◆ PROBLEM TO SOLVE
Each entry below should appear again exactly as written, without pictures.

[Opening INFORMATION section]

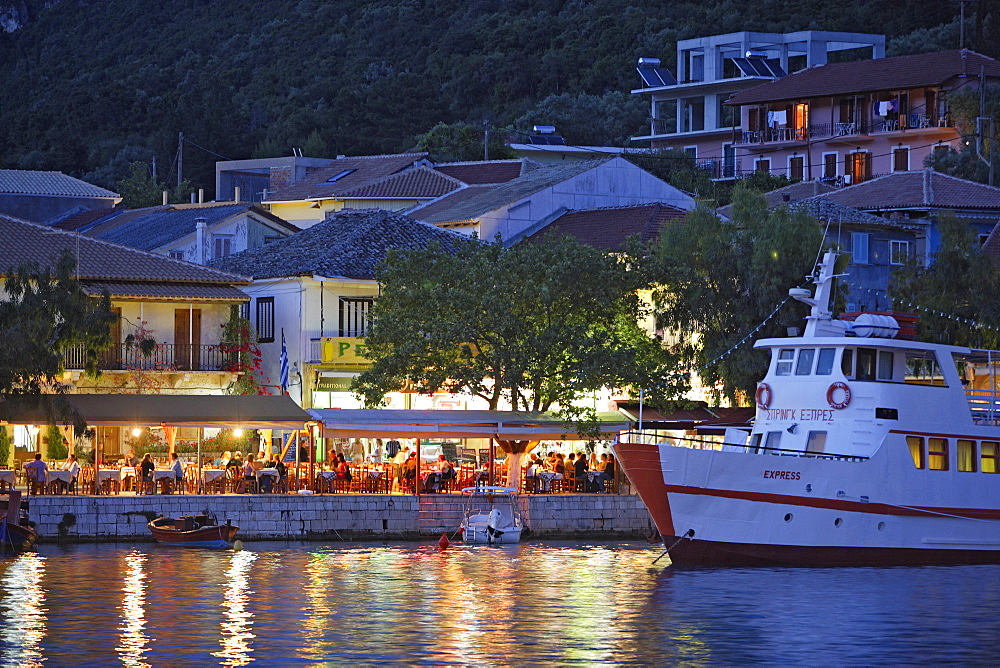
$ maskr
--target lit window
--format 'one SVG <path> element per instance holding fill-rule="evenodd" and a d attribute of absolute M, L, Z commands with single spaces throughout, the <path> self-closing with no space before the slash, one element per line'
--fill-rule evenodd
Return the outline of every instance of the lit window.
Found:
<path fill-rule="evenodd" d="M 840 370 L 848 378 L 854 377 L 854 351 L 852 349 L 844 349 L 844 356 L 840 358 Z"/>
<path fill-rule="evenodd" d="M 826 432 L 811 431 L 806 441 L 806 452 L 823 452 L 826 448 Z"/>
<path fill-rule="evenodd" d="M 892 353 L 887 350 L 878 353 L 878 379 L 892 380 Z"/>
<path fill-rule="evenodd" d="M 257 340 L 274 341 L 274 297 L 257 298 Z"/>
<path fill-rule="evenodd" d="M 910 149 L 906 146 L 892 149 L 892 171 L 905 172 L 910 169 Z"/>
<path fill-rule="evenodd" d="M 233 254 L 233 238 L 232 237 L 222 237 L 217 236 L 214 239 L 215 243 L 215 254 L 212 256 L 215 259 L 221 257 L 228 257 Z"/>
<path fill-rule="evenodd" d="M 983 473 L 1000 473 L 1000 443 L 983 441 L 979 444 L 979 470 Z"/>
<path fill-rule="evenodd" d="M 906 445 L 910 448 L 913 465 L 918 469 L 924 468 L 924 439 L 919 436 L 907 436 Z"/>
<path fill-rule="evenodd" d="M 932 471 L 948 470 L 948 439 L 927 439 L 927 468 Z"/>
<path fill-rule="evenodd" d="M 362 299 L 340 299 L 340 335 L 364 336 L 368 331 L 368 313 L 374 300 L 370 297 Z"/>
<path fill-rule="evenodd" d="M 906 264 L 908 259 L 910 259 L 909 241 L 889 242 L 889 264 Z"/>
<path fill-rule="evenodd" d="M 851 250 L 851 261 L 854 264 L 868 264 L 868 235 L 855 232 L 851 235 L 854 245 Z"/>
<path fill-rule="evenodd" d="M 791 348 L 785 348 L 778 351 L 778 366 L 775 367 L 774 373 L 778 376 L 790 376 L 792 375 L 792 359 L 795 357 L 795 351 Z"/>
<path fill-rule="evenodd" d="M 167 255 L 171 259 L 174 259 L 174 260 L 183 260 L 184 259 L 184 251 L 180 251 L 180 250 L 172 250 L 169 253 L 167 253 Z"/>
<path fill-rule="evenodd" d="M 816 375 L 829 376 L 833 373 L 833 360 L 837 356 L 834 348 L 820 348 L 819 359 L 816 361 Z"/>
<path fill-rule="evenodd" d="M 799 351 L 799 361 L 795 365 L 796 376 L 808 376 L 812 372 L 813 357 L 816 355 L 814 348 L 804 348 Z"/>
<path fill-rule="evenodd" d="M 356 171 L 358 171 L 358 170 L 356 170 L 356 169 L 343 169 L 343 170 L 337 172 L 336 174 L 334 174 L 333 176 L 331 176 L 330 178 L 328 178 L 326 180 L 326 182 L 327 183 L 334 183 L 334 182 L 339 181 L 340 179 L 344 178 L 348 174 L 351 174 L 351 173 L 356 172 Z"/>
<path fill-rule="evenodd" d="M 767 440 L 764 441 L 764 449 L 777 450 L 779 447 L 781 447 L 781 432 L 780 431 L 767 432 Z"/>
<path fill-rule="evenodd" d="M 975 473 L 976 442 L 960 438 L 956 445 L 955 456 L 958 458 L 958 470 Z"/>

[Closing INFORMATION section]

◆ OUTPUT OF THE TASK
$ maskr
--target lit window
--format 'one SVG <path> element per instance holding fill-rule="evenodd" and a d attribute of absolute M, L, Z commands with single spaces throughout, the <path> self-closing with no space before the slash, one element per line'
--fill-rule evenodd
Return the outline of every instance of the lit window.
Found:
<path fill-rule="evenodd" d="M 840 370 L 848 378 L 854 377 L 854 351 L 852 349 L 844 349 L 844 356 L 840 358 Z"/>
<path fill-rule="evenodd" d="M 826 432 L 811 431 L 806 441 L 806 452 L 823 452 L 826 448 Z"/>
<path fill-rule="evenodd" d="M 892 353 L 887 350 L 878 353 L 878 379 L 892 380 Z"/>
<path fill-rule="evenodd" d="M 257 340 L 274 341 L 274 297 L 257 298 Z"/>
<path fill-rule="evenodd" d="M 910 149 L 906 146 L 892 149 L 892 171 L 905 172 L 910 169 Z"/>
<path fill-rule="evenodd" d="M 233 254 L 233 238 L 232 237 L 222 237 L 217 236 L 214 239 L 215 243 L 215 254 L 212 256 L 215 259 L 221 257 L 228 257 Z"/>
<path fill-rule="evenodd" d="M 983 473 L 1000 473 L 1000 443 L 983 441 L 979 444 L 979 470 Z"/>
<path fill-rule="evenodd" d="M 906 445 L 910 448 L 913 465 L 918 469 L 924 468 L 924 439 L 919 436 L 907 436 Z"/>
<path fill-rule="evenodd" d="M 932 471 L 948 470 L 948 439 L 927 439 L 927 468 Z"/>
<path fill-rule="evenodd" d="M 362 299 L 340 299 L 340 335 L 364 336 L 368 331 L 368 313 L 374 300 L 370 297 Z"/>
<path fill-rule="evenodd" d="M 906 264 L 908 259 L 910 259 L 909 241 L 889 242 L 889 264 Z"/>
<path fill-rule="evenodd" d="M 851 250 L 851 261 L 854 264 L 868 264 L 868 235 L 855 232 L 851 235 L 854 245 Z"/>
<path fill-rule="evenodd" d="M 791 348 L 785 348 L 778 351 L 778 366 L 775 367 L 774 373 L 778 376 L 790 376 L 792 375 L 792 359 L 795 357 L 795 351 Z"/>
<path fill-rule="evenodd" d="M 167 255 L 171 259 L 174 259 L 174 260 L 183 260 L 184 259 L 184 251 L 180 251 L 180 250 L 172 250 L 169 253 L 167 253 Z"/>
<path fill-rule="evenodd" d="M 816 375 L 829 376 L 833 373 L 833 360 L 837 356 L 834 348 L 820 348 L 819 359 L 816 361 Z"/>
<path fill-rule="evenodd" d="M 799 351 L 799 361 L 795 365 L 796 376 L 808 376 L 812 372 L 813 357 L 816 355 L 814 348 L 804 348 Z"/>
<path fill-rule="evenodd" d="M 356 171 L 358 171 L 358 170 L 356 170 L 356 169 L 343 169 L 343 170 L 337 172 L 336 174 L 334 174 L 333 176 L 331 176 L 330 178 L 328 178 L 326 180 L 326 182 L 327 183 L 334 183 L 334 182 L 339 181 L 340 179 L 344 178 L 348 174 L 351 174 L 351 173 L 356 172 Z"/>
<path fill-rule="evenodd" d="M 767 440 L 764 441 L 764 449 L 777 450 L 779 447 L 781 447 L 781 432 L 780 431 L 767 432 Z"/>
<path fill-rule="evenodd" d="M 975 473 L 976 442 L 960 438 L 956 445 L 955 456 L 958 458 L 958 470 Z"/>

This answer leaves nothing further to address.